Exercise instructions:
Looking at the listing below, retype exactly the lines starting at the one containing "point: the beach" and ending at the one containing "point: the dry", both included, and nothing else.

○ ○ ○ ○ ○ ○ ○

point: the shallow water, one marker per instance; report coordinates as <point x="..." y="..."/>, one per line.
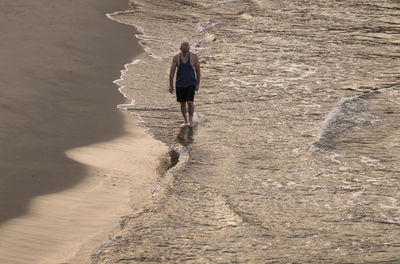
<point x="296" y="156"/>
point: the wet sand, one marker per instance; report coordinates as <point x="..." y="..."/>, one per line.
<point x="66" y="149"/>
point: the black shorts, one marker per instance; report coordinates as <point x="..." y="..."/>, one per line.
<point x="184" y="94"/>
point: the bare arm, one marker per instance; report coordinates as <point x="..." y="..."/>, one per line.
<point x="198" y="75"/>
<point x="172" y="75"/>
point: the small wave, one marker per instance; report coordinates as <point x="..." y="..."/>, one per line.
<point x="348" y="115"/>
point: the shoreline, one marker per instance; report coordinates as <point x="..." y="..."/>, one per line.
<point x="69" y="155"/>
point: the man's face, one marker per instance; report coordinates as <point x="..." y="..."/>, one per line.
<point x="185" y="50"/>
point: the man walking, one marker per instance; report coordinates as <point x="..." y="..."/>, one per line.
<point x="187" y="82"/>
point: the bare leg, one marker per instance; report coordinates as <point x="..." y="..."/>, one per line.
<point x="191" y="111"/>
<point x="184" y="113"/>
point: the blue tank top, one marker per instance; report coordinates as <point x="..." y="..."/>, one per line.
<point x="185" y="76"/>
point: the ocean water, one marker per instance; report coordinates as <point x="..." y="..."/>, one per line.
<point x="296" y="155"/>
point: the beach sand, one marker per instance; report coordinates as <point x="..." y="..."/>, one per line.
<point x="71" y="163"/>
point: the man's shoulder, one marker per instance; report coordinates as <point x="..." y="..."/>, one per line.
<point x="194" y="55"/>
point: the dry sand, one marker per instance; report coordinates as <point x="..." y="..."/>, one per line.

○ ○ ○ ○ ○ ○ ○

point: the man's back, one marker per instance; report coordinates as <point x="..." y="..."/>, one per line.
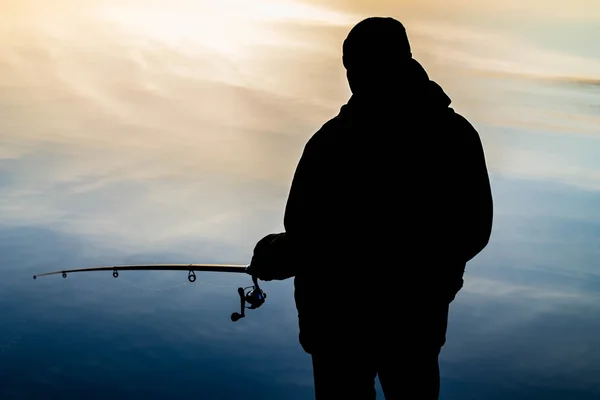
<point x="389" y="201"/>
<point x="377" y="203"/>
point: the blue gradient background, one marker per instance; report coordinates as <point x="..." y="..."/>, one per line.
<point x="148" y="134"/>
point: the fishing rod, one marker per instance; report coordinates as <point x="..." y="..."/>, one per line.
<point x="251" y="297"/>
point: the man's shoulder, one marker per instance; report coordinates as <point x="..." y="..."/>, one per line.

○ ○ ○ ○ ○ ○ ○

Written solution:
point: the beach sand, one marker per instance; report coordinates as <point x="..." y="..."/>, one per line.
<point x="71" y="163"/>
point: the man's shoulder, one marker per instance; report coordinates as <point x="..." y="..."/>, one per line.
<point x="194" y="55"/>
point: the dry sand, one marker per instance; report coordinates as <point x="..." y="..."/>, one per line.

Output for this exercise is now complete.